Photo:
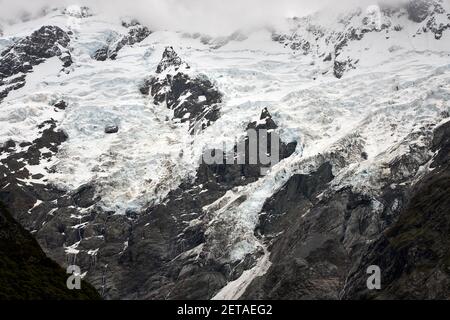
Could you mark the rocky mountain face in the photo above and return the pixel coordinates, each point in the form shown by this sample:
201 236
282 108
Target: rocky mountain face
19 59
26 273
104 162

■ INSTRUCTIONS TO FOLLOW:
Once the pictures are removed, write out all of the entries above exactly.

■ EXPECTED ANSWER:
Photo:
Could you mark the rocky mountain face in the photo above and return the pixel coordinates, each point in the form shown by this sample:
201 236
282 108
Target: rocky mountain face
19 59
26 273
104 162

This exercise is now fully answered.